§ **Exercise**
Please restate each entry exactly, without skipping any.

+--

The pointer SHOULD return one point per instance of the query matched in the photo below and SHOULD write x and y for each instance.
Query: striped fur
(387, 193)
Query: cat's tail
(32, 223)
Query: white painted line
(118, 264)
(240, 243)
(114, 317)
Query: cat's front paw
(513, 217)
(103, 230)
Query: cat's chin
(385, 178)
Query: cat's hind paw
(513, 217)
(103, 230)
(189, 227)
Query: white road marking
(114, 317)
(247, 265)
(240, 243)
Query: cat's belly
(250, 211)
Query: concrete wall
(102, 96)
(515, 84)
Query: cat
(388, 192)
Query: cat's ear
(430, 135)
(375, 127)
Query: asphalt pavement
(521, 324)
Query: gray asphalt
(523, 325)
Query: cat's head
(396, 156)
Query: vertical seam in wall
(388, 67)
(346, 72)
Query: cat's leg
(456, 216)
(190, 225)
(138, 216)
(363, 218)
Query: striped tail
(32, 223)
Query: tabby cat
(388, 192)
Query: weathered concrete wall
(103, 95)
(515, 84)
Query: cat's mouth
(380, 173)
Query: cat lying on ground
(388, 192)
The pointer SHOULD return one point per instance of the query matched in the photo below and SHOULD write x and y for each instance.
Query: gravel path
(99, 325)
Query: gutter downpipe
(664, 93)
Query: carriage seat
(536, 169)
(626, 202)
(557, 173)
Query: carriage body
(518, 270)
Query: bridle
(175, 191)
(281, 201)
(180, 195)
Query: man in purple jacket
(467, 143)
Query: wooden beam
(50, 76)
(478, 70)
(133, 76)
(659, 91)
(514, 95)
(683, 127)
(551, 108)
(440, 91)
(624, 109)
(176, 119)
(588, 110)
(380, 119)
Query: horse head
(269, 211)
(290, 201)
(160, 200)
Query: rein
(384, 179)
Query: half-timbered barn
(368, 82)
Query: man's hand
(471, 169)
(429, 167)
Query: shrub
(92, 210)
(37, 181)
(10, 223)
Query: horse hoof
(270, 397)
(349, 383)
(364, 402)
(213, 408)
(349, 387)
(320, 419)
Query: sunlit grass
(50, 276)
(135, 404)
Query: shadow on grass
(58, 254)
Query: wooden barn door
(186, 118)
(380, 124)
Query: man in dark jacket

+--

§ **Result**
The pointer SHOULD return one point per instance of the query matched in the photo below and SHOULD write x and y for each instance.
Query: striped fur
(387, 193)
Query: cat's tail
(32, 223)
Query: white painted line
(118, 264)
(240, 243)
(114, 317)
Query: cat's front paw
(513, 217)
(103, 230)
Query: cat's chin
(385, 178)
Query: cat's hind paw
(513, 217)
(103, 230)
(189, 227)
Query: white road marking
(114, 317)
(247, 265)
(240, 243)
Query: cat's belly
(250, 211)
Query: concrete wall
(102, 96)
(515, 84)
Query: cat
(388, 192)
Query: cat's ear
(430, 135)
(375, 127)
Query: asphalt pavement
(521, 324)
Query: gray asphalt
(523, 325)
Query: cat's head
(396, 156)
Query: vertical seam in wall
(388, 67)
(346, 72)
Query: cat's leg
(456, 216)
(190, 225)
(138, 216)
(363, 218)
Query: striped tail
(32, 223)
Query: tabby cat
(388, 192)
Query: weathered concrete wall
(103, 95)
(515, 84)
Query: cat's mouth
(380, 173)
Query: cat lying on ground
(388, 192)
The pointer SHOULD return one point per instance of the query matched in the photo below and SHOULD write x and y for each instance.
Query: gravel path
(99, 325)
Query: gutter downpipe
(664, 93)
Query: carriage seat
(536, 169)
(626, 202)
(557, 173)
Query: carriage body
(518, 270)
Query: bridle
(175, 191)
(281, 201)
(180, 195)
Query: man in purple jacket
(467, 143)
Query: wooden beam
(50, 76)
(478, 70)
(133, 76)
(659, 91)
(514, 95)
(683, 127)
(551, 108)
(440, 91)
(624, 109)
(176, 119)
(588, 110)
(380, 119)
Query: horse head
(269, 211)
(290, 201)
(160, 200)
Query: rein
(384, 179)
Query: half-timbered barn
(368, 82)
Query: man's hand
(471, 169)
(429, 167)
Query: shrub
(92, 210)
(37, 181)
(10, 223)
Query: horse hoof
(270, 397)
(349, 383)
(364, 402)
(213, 408)
(349, 387)
(320, 419)
Query: sunlit grass
(50, 276)
(135, 404)
Query: shadow on grass
(58, 254)
Query: wooden barn door
(186, 118)
(380, 124)
Query: man in dark jacket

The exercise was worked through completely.